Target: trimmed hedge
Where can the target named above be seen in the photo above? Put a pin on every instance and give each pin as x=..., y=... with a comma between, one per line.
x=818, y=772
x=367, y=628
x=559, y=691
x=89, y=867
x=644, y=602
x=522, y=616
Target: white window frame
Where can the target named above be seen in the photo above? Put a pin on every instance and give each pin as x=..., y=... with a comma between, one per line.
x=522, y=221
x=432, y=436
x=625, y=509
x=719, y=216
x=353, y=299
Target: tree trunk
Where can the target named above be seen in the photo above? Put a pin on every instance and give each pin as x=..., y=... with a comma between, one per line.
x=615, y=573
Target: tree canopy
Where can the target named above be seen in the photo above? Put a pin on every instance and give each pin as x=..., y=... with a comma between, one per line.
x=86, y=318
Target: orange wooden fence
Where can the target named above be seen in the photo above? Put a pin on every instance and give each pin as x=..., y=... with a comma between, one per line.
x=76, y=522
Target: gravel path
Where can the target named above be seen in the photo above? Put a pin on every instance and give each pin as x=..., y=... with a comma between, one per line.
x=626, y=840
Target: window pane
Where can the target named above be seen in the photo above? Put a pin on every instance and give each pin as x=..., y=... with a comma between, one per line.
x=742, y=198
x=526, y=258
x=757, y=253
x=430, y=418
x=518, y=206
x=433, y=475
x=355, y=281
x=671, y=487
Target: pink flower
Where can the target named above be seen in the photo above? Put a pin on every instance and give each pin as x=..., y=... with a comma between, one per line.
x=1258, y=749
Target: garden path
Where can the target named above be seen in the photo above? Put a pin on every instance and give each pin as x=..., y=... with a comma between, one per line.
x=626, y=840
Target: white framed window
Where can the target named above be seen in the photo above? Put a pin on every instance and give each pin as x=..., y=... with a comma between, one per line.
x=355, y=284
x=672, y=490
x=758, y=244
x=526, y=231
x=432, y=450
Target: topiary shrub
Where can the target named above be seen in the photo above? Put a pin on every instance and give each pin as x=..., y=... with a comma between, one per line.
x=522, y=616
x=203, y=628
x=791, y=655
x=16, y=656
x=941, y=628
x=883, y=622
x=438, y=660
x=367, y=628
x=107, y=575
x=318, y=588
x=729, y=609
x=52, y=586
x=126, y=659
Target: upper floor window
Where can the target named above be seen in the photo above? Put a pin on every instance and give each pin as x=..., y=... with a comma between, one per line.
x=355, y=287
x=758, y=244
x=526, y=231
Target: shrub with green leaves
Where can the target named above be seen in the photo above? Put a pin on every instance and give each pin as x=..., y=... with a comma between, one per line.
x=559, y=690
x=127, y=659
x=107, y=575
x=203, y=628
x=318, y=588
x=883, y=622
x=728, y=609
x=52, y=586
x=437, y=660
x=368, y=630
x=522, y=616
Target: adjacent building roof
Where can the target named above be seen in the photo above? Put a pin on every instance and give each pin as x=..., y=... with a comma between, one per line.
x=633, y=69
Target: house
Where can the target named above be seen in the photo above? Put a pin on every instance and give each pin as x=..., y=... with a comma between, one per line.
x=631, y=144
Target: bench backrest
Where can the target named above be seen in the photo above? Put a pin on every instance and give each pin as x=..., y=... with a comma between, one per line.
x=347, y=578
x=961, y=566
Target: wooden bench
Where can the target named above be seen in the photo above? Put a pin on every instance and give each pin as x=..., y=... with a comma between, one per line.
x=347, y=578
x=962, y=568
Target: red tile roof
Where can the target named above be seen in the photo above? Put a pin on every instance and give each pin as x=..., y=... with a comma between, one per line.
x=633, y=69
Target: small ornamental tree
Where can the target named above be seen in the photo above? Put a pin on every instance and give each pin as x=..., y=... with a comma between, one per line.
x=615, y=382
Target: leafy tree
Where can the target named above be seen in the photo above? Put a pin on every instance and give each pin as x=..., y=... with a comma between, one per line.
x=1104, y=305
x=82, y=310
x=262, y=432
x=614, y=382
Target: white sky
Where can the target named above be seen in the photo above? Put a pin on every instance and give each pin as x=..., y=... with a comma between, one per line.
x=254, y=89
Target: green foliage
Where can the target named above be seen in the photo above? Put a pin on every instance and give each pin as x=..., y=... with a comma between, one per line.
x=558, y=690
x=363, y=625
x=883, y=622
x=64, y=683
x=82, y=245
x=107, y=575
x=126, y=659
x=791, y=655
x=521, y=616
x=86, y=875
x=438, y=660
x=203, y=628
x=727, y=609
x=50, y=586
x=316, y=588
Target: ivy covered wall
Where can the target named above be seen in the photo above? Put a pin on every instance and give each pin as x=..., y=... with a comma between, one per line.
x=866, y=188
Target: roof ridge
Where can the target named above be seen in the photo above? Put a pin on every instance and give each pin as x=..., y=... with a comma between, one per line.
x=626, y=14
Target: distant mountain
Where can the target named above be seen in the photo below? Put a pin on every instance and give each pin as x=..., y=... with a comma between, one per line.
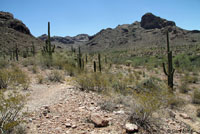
x=67, y=41
x=150, y=31
x=14, y=32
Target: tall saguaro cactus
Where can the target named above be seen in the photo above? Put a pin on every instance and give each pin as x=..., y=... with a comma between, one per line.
x=17, y=52
x=79, y=57
x=170, y=71
x=94, y=66
x=48, y=48
x=99, y=59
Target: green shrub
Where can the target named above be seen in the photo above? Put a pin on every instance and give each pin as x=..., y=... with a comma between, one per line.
x=10, y=106
x=184, y=88
x=13, y=77
x=198, y=112
x=28, y=61
x=56, y=76
x=196, y=96
x=4, y=78
x=93, y=81
x=40, y=79
x=34, y=69
x=3, y=63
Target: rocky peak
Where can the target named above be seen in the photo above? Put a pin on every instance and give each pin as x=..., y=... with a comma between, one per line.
x=150, y=21
x=7, y=20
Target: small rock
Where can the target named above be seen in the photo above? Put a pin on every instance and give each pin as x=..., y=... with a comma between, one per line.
x=131, y=128
x=119, y=112
x=68, y=125
x=74, y=126
x=185, y=116
x=98, y=120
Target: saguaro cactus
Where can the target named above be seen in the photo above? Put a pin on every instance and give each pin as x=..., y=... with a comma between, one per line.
x=33, y=49
x=170, y=71
x=48, y=48
x=99, y=59
x=17, y=52
x=79, y=57
x=94, y=66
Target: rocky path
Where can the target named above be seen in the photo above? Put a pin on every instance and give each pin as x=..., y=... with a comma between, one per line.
x=61, y=108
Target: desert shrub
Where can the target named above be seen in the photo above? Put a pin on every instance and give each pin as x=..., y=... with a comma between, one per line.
x=40, y=79
x=187, y=62
x=184, y=88
x=28, y=61
x=10, y=106
x=146, y=103
x=93, y=81
x=19, y=77
x=13, y=76
x=198, y=112
x=34, y=69
x=196, y=96
x=176, y=102
x=70, y=69
x=45, y=61
x=3, y=63
x=189, y=78
x=4, y=78
x=56, y=76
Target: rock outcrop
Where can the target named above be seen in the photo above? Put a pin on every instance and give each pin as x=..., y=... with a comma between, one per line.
x=81, y=38
x=149, y=32
x=7, y=20
x=150, y=21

▶ THE TASK
Above are records with pictures; repeat the records exactly and leave the pictures out.

▶ EXERCISE OUTPUT
Target: trimmed hedge
Where can the target named above be seen in the photo above? Put a pin on every instance and give each pin as x=..., y=... with a comma between, one per line.
x=818, y=772
x=367, y=628
x=559, y=691
x=89, y=867
x=644, y=602
x=522, y=616
Target: white window frame
Where can the target named above be seen in the photo above? Put a pin on every instance and give each pin as x=..., y=... with a comma between, one per line.
x=522, y=221
x=432, y=436
x=625, y=509
x=719, y=216
x=353, y=299
Target: tree trunk
Where can the target named above be seen in the photo above? Put a pin on every instance and give each pin as x=..., y=... with a comma between, one per line.
x=615, y=573
Target: tree canopy
Where can the target named above be seen in the photo above? Put a pin on every instance and give each pin as x=..., y=... with a comma between, one per line.
x=86, y=318
Target: orange wooden fence
Where can the target named above be seen in the photo above? Put a pin on every instance and give each pin as x=..., y=... with a comma between, one per line.
x=76, y=522
Target: gravel path
Where can the target named above be seen in the photo above? Put a pin on every instance and give each pin as x=..., y=... with a comma between, one per line.
x=626, y=840
Target: window pane
Where can the target named above be seen in the photo above? Put a pin on every instance and give each pin as x=..., y=... with a comma between, one per line.
x=742, y=198
x=526, y=258
x=757, y=253
x=430, y=418
x=518, y=206
x=433, y=475
x=355, y=281
x=671, y=487
Target: pink flower
Where can the target named above be seen in the photo above? Put a pin on every instance and give each pin as x=..., y=... with a comma between, one per line.
x=1258, y=749
Target: garden path
Where can the target named above be seen in the photo above? Put a pin on every instance and give each pin as x=..., y=... with a comma between, one per line.
x=626, y=840
Target: white framed window
Where can the target named above be seen in the photo above? Put a pin on every instance and give each pin as x=..., y=... with a comma between, one per line.
x=355, y=284
x=672, y=490
x=758, y=244
x=526, y=231
x=432, y=450
Target: topiary shrub
Where can the target named above be seen in the photo above? Put a pin on every instance and give each pin as x=..., y=... with a comma between, one per line.
x=522, y=616
x=203, y=628
x=791, y=655
x=16, y=656
x=941, y=628
x=883, y=622
x=438, y=660
x=367, y=628
x=107, y=575
x=318, y=588
x=729, y=609
x=52, y=586
x=126, y=659
Target: upper floor window
Where can the target named above be seen in the photo above? Put a pin on every instance and give each pin as x=..., y=... with a comma between, one per line.
x=355, y=287
x=758, y=244
x=526, y=231
Target: shrub with green leaves
Where can the target named above be seen in the photo above? Put a pin on every instance and give each pin as x=..., y=... with a comma between, one per line.
x=559, y=690
x=127, y=659
x=107, y=575
x=203, y=628
x=318, y=588
x=883, y=622
x=728, y=609
x=52, y=586
x=437, y=660
x=368, y=630
x=522, y=616
Target: adjacent building roof
Where can the target named above be seen in the photo above? Put a pin on every instance and give each pin as x=..., y=... with a comma between, one per line.
x=633, y=69
Target: house
Where can the target named above be seen in the photo above? Put a pin on every instance and give each pin as x=..., y=... with a comma between, one per line.
x=631, y=144
Target: bench backrest
Where can the target named above be seen in the photo above? Put a pin on every instance and give each pin as x=..., y=... with a comma between, one per line.
x=347, y=578
x=961, y=566
Target: wooden bench
Where can the target named above be seen in the photo above? Put a pin on every instance and give each pin as x=..., y=... with a comma between, one per line.
x=347, y=578
x=962, y=568
Target: red tile roof
Where can the target named above be seen in the photo above? Put a pin on every instance and give each pin as x=..., y=... with a comma between, one per line.
x=633, y=69
Target: small ornamental tree
Where can the target named above be seen in the photo above? Put a pin on every instance and give each pin as x=..., y=... with a comma between, one per line.
x=615, y=382
Target: leafy tree
Where can the target named above be seen in the photo above? Put a pin on every instance and give each pin as x=..., y=... with a comma between, one per line.
x=1104, y=305
x=82, y=310
x=262, y=432
x=614, y=382
Target: white sky
Where can the target named above be seen in the photo above? Put a pin on every instance and give each pin as x=..., y=... with a comma between, one per line.
x=254, y=89
Target: green foliage
Where can the target named above be seen in the photo above? Put a pin on every instance and give each pin as x=..., y=... with a comma between, one per line.
x=558, y=690
x=363, y=625
x=883, y=622
x=64, y=683
x=82, y=245
x=107, y=575
x=126, y=659
x=791, y=655
x=521, y=616
x=86, y=875
x=438, y=660
x=203, y=628
x=727, y=609
x=50, y=586
x=316, y=588
Target: ivy covered wall
Where can the target named above be seen in the photo above? Put a pin on every instance and give each pin as x=..., y=... with a comma between, one per line.
x=866, y=188
Target: roof ridge
Where can the target named above be seen in the photo above? Put a pin on every instance and give each pin as x=..., y=... with a comma between, one per line.
x=626, y=14
Target: distant mountain
Where can the target named above be seen in the photo below? Put a pin on every instance and give each pin as x=..., y=... with a comma between, one per line.
x=67, y=41
x=150, y=31
x=14, y=32
Target: tall saguaro cactus
Where can the target named above be seen in the photo above? Put a pin on every instance and give each pin as x=..., y=... with a comma between, one per line.
x=17, y=52
x=79, y=57
x=170, y=71
x=94, y=66
x=48, y=48
x=99, y=59
Target: green shrub
Where can the target named above be seen in the photo above? Put a pin on every instance and give each pin as x=..., y=... with a comma between, one per line.
x=10, y=106
x=184, y=88
x=13, y=77
x=198, y=112
x=28, y=61
x=56, y=76
x=196, y=96
x=4, y=78
x=93, y=81
x=40, y=79
x=34, y=69
x=3, y=63
Target: rocky peak
Where can the target named above be seen in the photo above? Put a pin on every instance and give each pin as x=..., y=... with a comma between, one per line.
x=150, y=21
x=7, y=20
Target: small rock
Where can the target named above be seen in the photo above? Put a pin on every instance and give each pin as x=..., y=... with a comma between, one per line.
x=131, y=128
x=119, y=112
x=68, y=125
x=74, y=126
x=185, y=116
x=98, y=120
Target: saguaro cactus
Where can the target named above be seen in the photo above? Put a pin on every instance and give each pin as x=..., y=... with a comma between, one per line.
x=33, y=49
x=170, y=71
x=48, y=48
x=99, y=59
x=17, y=52
x=79, y=57
x=94, y=66
Target: rocky path
Where can the target named above be seen in the photo above? Put a pin on every instance and give each pin as x=..., y=... with a comma between, one per line.
x=61, y=108
Target: desert shrub
Where can the target named above be seen in the photo above? Put a pin on every instance and give each pin as x=..., y=... with a comma between, one per line.
x=40, y=79
x=187, y=62
x=184, y=88
x=28, y=61
x=10, y=106
x=146, y=103
x=93, y=81
x=19, y=77
x=13, y=76
x=198, y=112
x=34, y=69
x=196, y=96
x=176, y=102
x=70, y=69
x=45, y=61
x=3, y=63
x=189, y=78
x=4, y=78
x=56, y=76
Target: rock outcrop
Where can the target named above be seen in the photo above? Put a pin on every instance and give each pin as x=..., y=... with a comma between, one per line.
x=81, y=38
x=149, y=32
x=7, y=20
x=150, y=21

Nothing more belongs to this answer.